━━ Records shown ━━
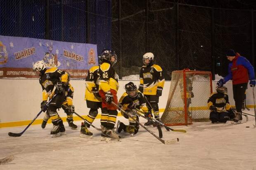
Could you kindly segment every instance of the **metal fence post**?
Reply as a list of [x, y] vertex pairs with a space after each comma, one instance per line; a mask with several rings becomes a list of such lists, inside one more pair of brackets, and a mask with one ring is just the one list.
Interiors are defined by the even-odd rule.
[[214, 51], [215, 51], [215, 38], [214, 32], [214, 9], [211, 8], [211, 74], [212, 79], [215, 80], [215, 56]]

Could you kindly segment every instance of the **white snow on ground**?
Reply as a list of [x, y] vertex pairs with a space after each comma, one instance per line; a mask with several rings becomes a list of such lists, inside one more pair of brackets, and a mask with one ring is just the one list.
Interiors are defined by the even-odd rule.
[[[244, 112], [254, 115], [253, 110]], [[72, 130], [66, 122], [66, 135], [54, 138], [50, 137], [51, 124], [45, 129], [32, 126], [20, 137], [7, 133], [21, 132], [26, 126], [2, 128], [0, 158], [14, 155], [15, 159], [0, 165], [0, 169], [256, 170], [255, 120], [249, 118], [247, 122], [236, 125], [207, 122], [172, 127], [185, 129], [186, 133], [162, 128], [164, 140], [180, 138], [178, 143], [171, 145], [163, 144], [141, 127], [135, 136], [126, 136], [114, 143], [100, 141], [100, 132], [92, 128], [92, 139], [80, 137], [80, 126]], [[123, 117], [117, 119], [128, 123]], [[146, 122], [142, 118], [140, 121]], [[100, 127], [100, 120], [93, 124]], [[158, 135], [156, 128], [149, 130]]]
━━━
Format the rows above as a numbered list with one item per line. Omit blank lines and the pictures.

(Solution to this task):
1. Could you kindly segment every instance of the **metal fence post**?
2. Reply as a list of [x, y] vertex pairs with a space after each comma, one instance per line; a mask with several rings becomes a list of such lists, inside one more pair of brackets, and a mask with one ring is just the one list.
3. Interiors are defined by the even-odd rule.
4. [[214, 51], [215, 51], [215, 38], [214, 32], [214, 9], [211, 8], [211, 74], [212, 79], [215, 80], [215, 56]]
5. Could you kindly segment every instance of the **white snow on ground**?
6. Reply as a list of [x, y] vertex pairs with a space after each comma, one instance per line; a mask with several rings becomes a list of such lists, inside one more pair of brackets, and a mask with one ring is just the one list.
7. Interiors are defined by the even-odd rule.
8. [[[244, 112], [254, 115], [253, 110]], [[72, 130], [66, 122], [66, 135], [54, 138], [50, 137], [51, 124], [45, 129], [32, 126], [20, 137], [7, 133], [21, 132], [26, 126], [2, 128], [0, 158], [14, 155], [15, 159], [0, 165], [0, 169], [256, 170], [255, 120], [249, 118], [247, 122], [236, 125], [207, 122], [172, 127], [185, 129], [186, 133], [162, 128], [164, 140], [180, 138], [178, 143], [171, 145], [163, 144], [141, 127], [135, 136], [126, 136], [114, 143], [100, 141], [100, 132], [92, 128], [92, 139], [80, 137], [80, 126]], [[123, 117], [117, 119], [128, 123]], [[146, 122], [142, 118], [140, 121]], [[100, 127], [100, 120], [93, 124]], [[158, 135], [156, 128], [149, 130]]]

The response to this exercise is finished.